TASK DESCRIPTION: Everything from the line containing "# holes follow the even-odd rule" to the last line of the records must be returned verbatim; nothing else belongs in the output.

PROVIDED RECORDS:
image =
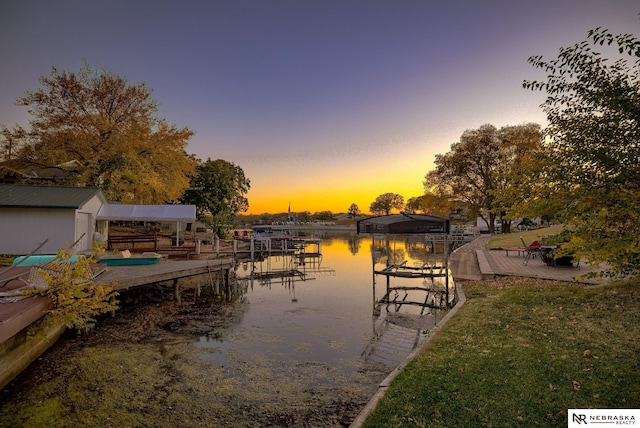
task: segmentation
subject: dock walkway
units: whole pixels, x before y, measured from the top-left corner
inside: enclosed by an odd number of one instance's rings
[[[172,281],[195,275],[228,271],[233,266],[233,259],[191,260],[158,263],[155,265],[137,266],[109,266],[99,275],[97,284],[109,284],[116,282],[115,291],[125,291],[159,282]],[[31,268],[17,267],[7,272],[5,276],[17,276],[22,274],[28,277]],[[0,278],[0,283],[4,283]],[[10,291],[23,286],[20,281],[12,281],[1,291]],[[18,333],[39,319],[43,311],[49,307],[49,302],[44,297],[28,297],[13,303],[0,303],[0,343]]]
[[[155,265],[109,266],[106,272],[95,279],[97,284],[117,281],[116,291],[128,290],[158,282],[187,278],[205,273],[229,270],[233,259],[169,260]]]
[[[145,285],[174,281],[176,295],[178,280],[196,275],[223,272],[225,282],[233,267],[233,259],[211,259],[191,261],[165,261],[155,265],[109,266],[95,278],[97,284],[116,282],[114,289],[118,292]],[[6,281],[2,277],[15,277],[22,274],[28,277],[30,268],[16,267],[0,275],[0,284]],[[5,278],[5,279],[6,279]],[[7,283],[0,291],[10,291],[22,287],[24,282],[14,280]],[[0,303],[0,389],[24,370],[32,361],[55,343],[64,328],[57,327],[45,333],[44,340],[27,340],[26,328],[39,320],[51,300],[44,296],[27,297],[12,303]]]

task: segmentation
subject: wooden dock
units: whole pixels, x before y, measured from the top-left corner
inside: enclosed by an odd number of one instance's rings
[[[234,266],[231,258],[191,261],[165,261],[155,265],[109,266],[95,278],[98,284],[115,282],[114,289],[124,292],[137,287],[173,281],[176,298],[179,299],[178,280],[196,275],[222,273],[225,285],[229,284],[229,273]],[[22,273],[28,278],[30,268],[15,268],[4,276],[16,276]],[[1,281],[4,284],[5,281]],[[9,291],[25,283],[14,280],[0,288]],[[60,337],[64,328],[55,327],[45,332],[43,339],[27,340],[27,327],[38,321],[51,307],[51,300],[39,297],[27,297],[12,303],[0,303],[0,389],[7,385],[22,370],[52,346]]]
[[[227,272],[233,267],[233,259],[169,260],[155,265],[109,266],[95,279],[97,284],[116,281],[114,289],[125,291],[131,288],[166,281],[176,281],[196,275]]]
[[[249,260],[260,260],[275,255],[296,255],[298,257],[317,257],[322,254],[321,239],[298,238],[293,236],[251,236],[234,238],[232,254],[244,255]],[[308,251],[313,246],[314,251]]]

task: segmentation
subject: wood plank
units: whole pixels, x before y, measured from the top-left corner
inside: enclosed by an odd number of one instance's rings
[[[126,290],[157,282],[170,281],[222,271],[233,266],[233,259],[164,261],[155,265],[109,266],[107,271],[96,278],[98,284],[117,281],[116,291]]]

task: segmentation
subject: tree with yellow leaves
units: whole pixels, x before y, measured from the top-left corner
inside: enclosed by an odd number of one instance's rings
[[[25,294],[50,297],[53,306],[46,311],[45,325],[63,325],[82,329],[99,314],[118,308],[114,284],[96,284],[92,280],[92,257],[79,257],[71,262],[71,252],[60,250],[56,261],[38,269],[44,287],[24,291]]]
[[[145,83],[88,64],[78,72],[52,68],[40,83],[17,100],[33,119],[29,144],[14,157],[49,167],[79,162],[64,184],[99,187],[109,200],[153,204],[182,196],[194,172],[185,151],[193,131],[157,117]]]

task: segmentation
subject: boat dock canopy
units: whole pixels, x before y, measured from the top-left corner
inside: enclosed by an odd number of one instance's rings
[[[427,214],[391,214],[357,222],[358,233],[449,233],[449,220]]]
[[[98,220],[194,222],[195,205],[103,205]]]

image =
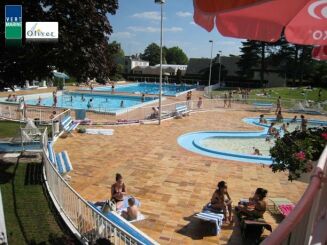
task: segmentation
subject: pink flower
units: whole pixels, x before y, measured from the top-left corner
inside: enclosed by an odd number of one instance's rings
[[[322,137],[324,140],[327,140],[327,133],[323,133],[323,134],[321,134],[321,137]]]
[[[295,157],[297,160],[304,161],[304,160],[305,160],[305,153],[304,153],[303,151],[300,151],[300,152],[294,153],[294,157]]]

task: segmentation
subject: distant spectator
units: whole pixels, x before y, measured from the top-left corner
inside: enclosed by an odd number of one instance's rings
[[[202,107],[202,97],[199,97],[199,100],[198,100],[198,109],[201,109]]]
[[[307,131],[308,126],[308,120],[304,117],[304,115],[301,115],[301,131],[305,132]]]

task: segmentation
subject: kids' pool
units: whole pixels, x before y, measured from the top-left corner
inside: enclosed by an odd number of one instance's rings
[[[243,121],[249,124],[261,126],[263,130],[256,132],[239,131],[204,131],[193,132],[180,136],[178,143],[183,148],[205,156],[222,158],[251,163],[271,164],[270,148],[275,145],[275,140],[267,138],[268,125],[274,119],[268,119],[268,124],[260,124],[259,118],[245,118]],[[291,119],[284,119],[289,123],[288,131],[292,132],[300,127],[300,120],[290,123]],[[282,124],[275,127],[283,135]],[[308,120],[308,128],[326,127],[326,121]],[[258,149],[261,155],[254,155],[254,149]]]

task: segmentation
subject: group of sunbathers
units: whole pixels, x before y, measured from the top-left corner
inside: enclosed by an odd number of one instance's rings
[[[117,209],[122,209],[124,204],[124,196],[127,195],[127,189],[123,182],[123,176],[119,173],[116,174],[116,182],[111,186],[111,200],[116,203]],[[121,215],[129,220],[136,220],[138,215],[138,207],[135,204],[135,198],[128,199],[127,210],[123,210]]]
[[[237,216],[245,219],[263,218],[263,214],[267,209],[267,203],[265,201],[267,192],[268,191],[263,188],[257,188],[252,197],[240,201],[235,207]],[[220,181],[218,183],[217,189],[211,197],[210,204],[210,208],[213,211],[223,212],[226,223],[233,221],[232,200],[228,193],[227,183],[225,181]]]
[[[9,102],[17,102],[17,95],[16,94],[9,94],[6,101],[9,101]]]

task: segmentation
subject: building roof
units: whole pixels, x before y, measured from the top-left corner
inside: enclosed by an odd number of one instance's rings
[[[210,66],[210,59],[208,58],[191,58],[188,62],[186,74],[199,75]]]

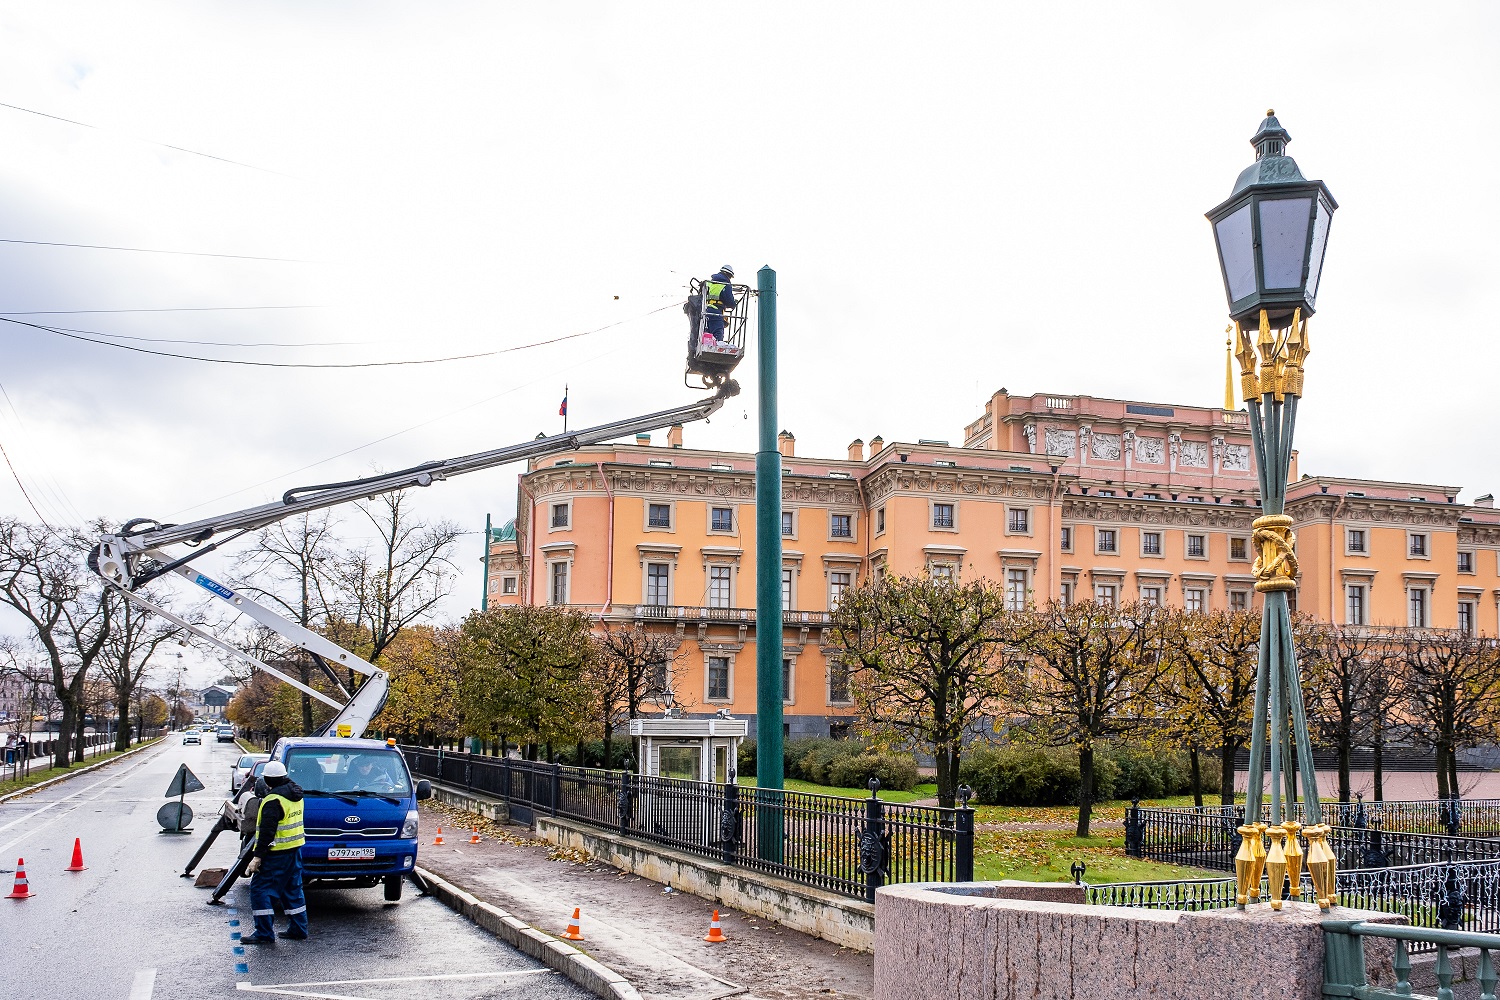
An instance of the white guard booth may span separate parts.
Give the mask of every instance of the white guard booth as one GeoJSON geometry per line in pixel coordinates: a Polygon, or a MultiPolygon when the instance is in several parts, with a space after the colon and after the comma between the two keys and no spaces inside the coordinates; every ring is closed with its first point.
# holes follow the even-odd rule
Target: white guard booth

EXERCISE RESPONSE:
# holes follow the even-odd rule
Target: white guard booth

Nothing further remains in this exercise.